* Work to complete *
Restate all the material verbatim, except for the pictures.

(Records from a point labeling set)
▼
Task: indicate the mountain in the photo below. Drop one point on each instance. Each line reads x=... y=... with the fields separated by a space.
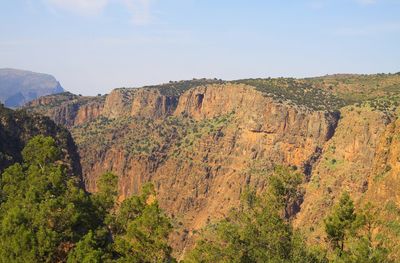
x=18 y=127
x=17 y=87
x=203 y=142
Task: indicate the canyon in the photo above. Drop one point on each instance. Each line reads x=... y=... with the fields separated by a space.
x=203 y=142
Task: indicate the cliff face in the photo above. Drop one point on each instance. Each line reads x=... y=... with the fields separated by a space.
x=202 y=144
x=17 y=127
x=18 y=87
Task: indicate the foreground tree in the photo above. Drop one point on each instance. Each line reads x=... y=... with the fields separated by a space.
x=45 y=215
x=351 y=236
x=259 y=230
x=43 y=212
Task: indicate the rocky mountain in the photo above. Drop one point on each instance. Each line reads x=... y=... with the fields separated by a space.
x=18 y=87
x=17 y=127
x=202 y=142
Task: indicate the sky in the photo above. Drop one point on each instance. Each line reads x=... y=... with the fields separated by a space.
x=93 y=46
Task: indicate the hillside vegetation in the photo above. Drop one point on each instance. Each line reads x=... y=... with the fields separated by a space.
x=202 y=143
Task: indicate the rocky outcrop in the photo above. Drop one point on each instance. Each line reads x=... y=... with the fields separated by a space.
x=346 y=164
x=17 y=127
x=243 y=134
x=149 y=103
x=67 y=109
x=18 y=87
x=203 y=145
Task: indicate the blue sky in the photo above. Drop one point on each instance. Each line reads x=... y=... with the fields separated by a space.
x=93 y=46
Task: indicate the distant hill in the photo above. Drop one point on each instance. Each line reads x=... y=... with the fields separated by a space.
x=18 y=87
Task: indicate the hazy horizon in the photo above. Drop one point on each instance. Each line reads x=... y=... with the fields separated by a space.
x=93 y=46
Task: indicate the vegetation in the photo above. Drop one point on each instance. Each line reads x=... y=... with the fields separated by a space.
x=258 y=231
x=46 y=216
x=297 y=92
x=351 y=236
x=176 y=88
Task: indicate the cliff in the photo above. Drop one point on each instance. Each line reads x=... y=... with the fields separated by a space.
x=18 y=87
x=17 y=127
x=203 y=142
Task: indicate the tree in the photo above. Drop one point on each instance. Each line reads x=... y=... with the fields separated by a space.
x=141 y=230
x=44 y=211
x=339 y=224
x=258 y=231
x=350 y=234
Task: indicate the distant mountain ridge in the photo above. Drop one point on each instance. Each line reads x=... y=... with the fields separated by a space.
x=18 y=87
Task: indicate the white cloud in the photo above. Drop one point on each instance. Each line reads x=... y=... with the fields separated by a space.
x=82 y=7
x=140 y=9
x=373 y=30
x=367 y=2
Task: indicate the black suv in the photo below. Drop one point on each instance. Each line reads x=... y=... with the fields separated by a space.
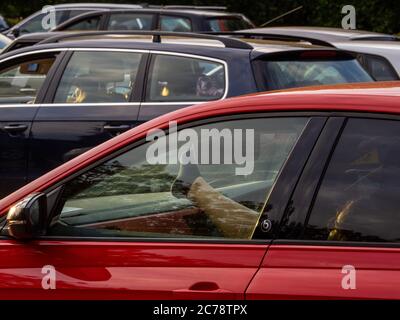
x=63 y=12
x=60 y=99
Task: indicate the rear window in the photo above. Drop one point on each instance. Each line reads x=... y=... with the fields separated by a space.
x=228 y=24
x=291 y=73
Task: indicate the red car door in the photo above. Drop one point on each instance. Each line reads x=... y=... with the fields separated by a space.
x=341 y=235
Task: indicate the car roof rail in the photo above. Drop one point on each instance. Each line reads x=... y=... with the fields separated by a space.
x=272 y=36
x=228 y=42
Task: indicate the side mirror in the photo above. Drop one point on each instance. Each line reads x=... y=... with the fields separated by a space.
x=26 y=219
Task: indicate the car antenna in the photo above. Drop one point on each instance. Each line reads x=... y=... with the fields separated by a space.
x=281 y=16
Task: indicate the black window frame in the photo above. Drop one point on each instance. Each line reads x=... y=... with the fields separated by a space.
x=40 y=97
x=181 y=16
x=107 y=18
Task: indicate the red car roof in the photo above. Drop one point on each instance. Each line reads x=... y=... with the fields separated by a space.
x=381 y=97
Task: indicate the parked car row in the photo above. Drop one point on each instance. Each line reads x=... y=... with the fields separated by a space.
▲
* Solution to this exercise *
Task: indicate the mountain in the photo below. Drop one point on each instance. Each line reads x=... y=... with the fields separated by a space.
x=18 y=127
x=17 y=87
x=203 y=142
Task: indicate the canyon in the photo above. Drop one point on each instance. Each line reads x=... y=... with the fields separated by a space.
x=203 y=142
Task: indicate the cliff face in the photo above. Drop one point on each instance. Each line reads x=... y=... with the fields separated by a space.
x=202 y=144
x=17 y=127
x=18 y=87
Task: indicate the foreground tree in the photo above. Drop one point on each instance. Each line reads x=... y=... with the fields separated by a space.
x=45 y=215
x=351 y=236
x=259 y=230
x=43 y=212
Task: indicate the rocky mountain in the photo above. Drop one point on each instance. Each line reads x=... y=... with the fields separated by a space.
x=18 y=87
x=17 y=127
x=202 y=142
Task: indicate the sky in the photo above. Drop one point on each instance. Each line reads x=... y=... with the fields separated by a space.
x=93 y=46
Task: indicate the hillside vegetation in the photo above. Drop one point on each instance. Each line reads x=... y=... with the fields separated by a space.
x=202 y=143
Task: indicate the rocky outcrop in the photo above. Drop one point on each instance. Each line reads x=... y=... with the fields separated by a space.
x=346 y=164
x=17 y=127
x=243 y=134
x=149 y=103
x=67 y=109
x=18 y=87
x=203 y=145
Task: indicate the blue sky in the photo above. Drop one point on each instance. Each line reads x=... y=... with the fields separated by a space.
x=93 y=46
Task: indicate the distant hill in the photo above. Drop one point on each instance. Each line reads x=... y=... with the fields separated by a space.
x=18 y=87
Task: indicate the hazy horizon in the photo above. Drop one point on each instance. Each line reads x=... y=... with the fields separated by a space.
x=93 y=46
Task: indicate the vegetation in the photo above. Drop one point on each instance. Each line reads x=... y=... with the fields separated by a space.
x=258 y=231
x=46 y=216
x=297 y=92
x=351 y=236
x=176 y=88
Task: indicate the cliff in the photo above. Drop one point on each instance. Each line reads x=... y=... with the fields separated by a space.
x=18 y=87
x=17 y=127
x=203 y=142
Task: indicate the tree in the photo above. Drop one point on each instance. Each line reads x=... y=... with the fields separated by a space.
x=141 y=230
x=44 y=211
x=339 y=224
x=258 y=231
x=350 y=234
Task: indicate the distant mountain ridge in the photo above. Drop one point on each instance. Each line reads x=... y=... with the fields separated by a space.
x=18 y=87
Task: indicate the white cloud in the photo above. Drop one point on each instance. Each line reads x=... y=... with the fields separated by a space.
x=82 y=7
x=140 y=9
x=373 y=30
x=367 y=2
Task: indicate the black suv in the photo below. Drop one point on each instance. Each line reads x=... y=... with the fields separated by a space.
x=63 y=12
x=60 y=99
Task: indicate the rear window in the photo above. Drop one point on each instance. Each line reads x=... y=... with the fields separated by a space.
x=228 y=24
x=291 y=73
Task: indicate the red car door in the photo above. Drop one point on each instance. Each line reads x=... y=... with the fields separated by a space.
x=341 y=235
Task: indicate the car roof rail in the photo above. Drop one point on each instance. Each line reads x=... y=... with the fields separated by a space.
x=272 y=36
x=228 y=42
Task: indicate the side mirror in the photo above. Drop one point on each instance. Each line reads x=... y=... with the fields separated by a space.
x=26 y=219
Task: indicate the car antenna in the photo above. Drop one point on each instance. Each line reads x=... y=... with the fields separated by a space.
x=281 y=16
Task: indicate the black window frame in the photo above. Drop one point on each instance. Each line reads x=... y=... with the fields separated by a space.
x=40 y=97
x=181 y=16
x=107 y=18
Task: indicate the red car roof in the photo above. Drop one point on each instance. Each line reads x=... y=... with the fields separated by a space.
x=381 y=97
Task: indicate the parked car row in the photo above. Drop one point on each instance. Each line reads x=... y=... with the fields separated by a space.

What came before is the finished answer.